_Consignes_
1/ Transcrivez fidèlement le passage du texte sur les mafias et la tomate d'industrie, de "Le procureur de" à "monde entier ?".
2/ D'après le texte sur les mafias et la tomate d'industrie, chez quel éditeur a paru le livre de Jean-Baptiste Malet ?
3/ Poursuivez le texte sur les mafias et la tomate d'industrie à la suite de sa dernière phrase.

Le procureur de Rome Giuseppe Pignatone, dans la préface d’un livre, estimait :
« Désormais, les organisations mafieuses cherchent à éviter les actes violents et éclatants, conscientes que ceux-ci alarment l’opinion publique et attirent l’attention de la police et de la magistrature. Mieux vaut recourir à la corruption, qui n’est pas en elle-même révélatrice d’une présence mafieuse mais qui, cependant, favorise le mélange entre le monde mafieux et ‘l’autre’ monde” »
Démonstration comme l’écrit le POINT :
Le marché de la sauce tomate et du concentré de tomates représente-t-il un nouvel eldorado pour les mafias du monde entier ?
« Dans son livre L'Empire de l'or rouge : enquête mondiale sur la tomate d'industrie, aux éditions Fayard, le journaliste du Parisien Jean-Baptiste Malet lève un coin du voile sur ce juteux commerce. Au terme d'une enquête de deux ans et demie tout autour du monde, le constat de l'auteur est clair : « La tomate d'industrie est un produit de marchandise de prédilection des mafias. »

(Lignes du jeu de données sur l'emplacement des objets)

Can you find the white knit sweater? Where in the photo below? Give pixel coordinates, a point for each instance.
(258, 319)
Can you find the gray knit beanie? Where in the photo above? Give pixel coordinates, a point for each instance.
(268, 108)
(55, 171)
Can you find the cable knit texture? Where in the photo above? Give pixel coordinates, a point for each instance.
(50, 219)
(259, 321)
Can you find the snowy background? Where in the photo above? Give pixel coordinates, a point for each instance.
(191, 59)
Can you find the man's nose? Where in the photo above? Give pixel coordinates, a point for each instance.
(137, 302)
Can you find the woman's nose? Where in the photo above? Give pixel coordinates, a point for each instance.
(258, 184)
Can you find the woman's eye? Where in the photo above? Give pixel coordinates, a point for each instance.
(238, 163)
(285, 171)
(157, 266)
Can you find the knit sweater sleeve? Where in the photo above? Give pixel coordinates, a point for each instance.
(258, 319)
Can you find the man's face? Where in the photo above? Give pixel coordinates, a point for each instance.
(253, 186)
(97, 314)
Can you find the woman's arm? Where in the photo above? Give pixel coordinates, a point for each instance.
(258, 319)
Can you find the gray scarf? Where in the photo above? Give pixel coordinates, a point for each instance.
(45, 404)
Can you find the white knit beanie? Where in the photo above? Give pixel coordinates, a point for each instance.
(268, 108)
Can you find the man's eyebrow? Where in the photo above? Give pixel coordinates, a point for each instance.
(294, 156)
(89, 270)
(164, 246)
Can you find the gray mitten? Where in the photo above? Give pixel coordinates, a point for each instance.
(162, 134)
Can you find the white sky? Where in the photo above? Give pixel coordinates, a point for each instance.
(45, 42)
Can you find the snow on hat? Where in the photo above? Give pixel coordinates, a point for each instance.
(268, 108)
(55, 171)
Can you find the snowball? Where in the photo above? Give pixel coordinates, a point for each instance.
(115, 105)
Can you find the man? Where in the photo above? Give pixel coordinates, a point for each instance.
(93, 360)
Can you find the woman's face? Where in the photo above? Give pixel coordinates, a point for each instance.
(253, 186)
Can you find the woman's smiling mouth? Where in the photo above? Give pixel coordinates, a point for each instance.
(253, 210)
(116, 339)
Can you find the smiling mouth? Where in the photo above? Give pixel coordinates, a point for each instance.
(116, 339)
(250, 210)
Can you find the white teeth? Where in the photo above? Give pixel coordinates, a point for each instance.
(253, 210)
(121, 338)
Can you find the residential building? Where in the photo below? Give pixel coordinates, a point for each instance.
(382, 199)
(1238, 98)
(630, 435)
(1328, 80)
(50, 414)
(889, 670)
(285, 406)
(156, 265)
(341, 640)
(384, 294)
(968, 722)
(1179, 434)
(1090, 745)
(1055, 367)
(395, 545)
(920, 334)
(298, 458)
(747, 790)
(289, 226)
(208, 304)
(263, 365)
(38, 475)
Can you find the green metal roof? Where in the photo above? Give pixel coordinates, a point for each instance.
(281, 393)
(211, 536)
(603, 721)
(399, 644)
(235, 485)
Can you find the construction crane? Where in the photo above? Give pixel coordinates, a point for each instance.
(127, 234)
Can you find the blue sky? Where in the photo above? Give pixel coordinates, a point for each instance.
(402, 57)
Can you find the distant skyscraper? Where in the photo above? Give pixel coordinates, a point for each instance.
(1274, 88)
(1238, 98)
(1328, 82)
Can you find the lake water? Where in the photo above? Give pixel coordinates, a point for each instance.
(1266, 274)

_Réponses par consigne_
1/
Le procureur de Rome Giuseppe Pignatone, dans la préface d’un livre, estimait :
« Désormais, les organisations mafieuses cherchent à éviter les actes violents et éclatants, conscientes que ceux-ci alarment l’opinion publique et attirent l’attention de la police et de la magistrature. Mieux vaut recourir à la corruption, qui n’est pas en elle-même révélatrice d’une présence mafieuse mais qui, cependant, favorise le mélange entre le monde mafieux et ‘l’autre’ monde” »
Démonstration comme l’écrit le POINT :
Le marché de la sauce tomate et du concentré de tomates représente-t-il un nouvel eldorado pour les mafias du monde entier ?

2/ Aux éditions Fayard.

3/
Jean-Baptiste Malet, après avoir enquêté sur les pratiques d'Amazon, a notamment exploré l'Italie, grand fournisseur de tomates, mais aussi de sauces, concentrés ou tomates pelées. Dans son livre, il révèle qu'une grande partie des tomates qui sont utilisées dans ces sauces « fabriquées en Italie » proviennent d'autres pays. C'est l'assemblage seul qui est réalisé dans la péninsule et suffit à revendiquer une fabrication locale. Les tomates utilisées sont notamment originaires de Chine, 2e producteur mondial de tomates d'industrie. Des « hybrides, [qui] poussent sous la terre et ont la peau plus épaisse » et sont souvent ramassées par des enfants et des adolescents.
« Tomato business »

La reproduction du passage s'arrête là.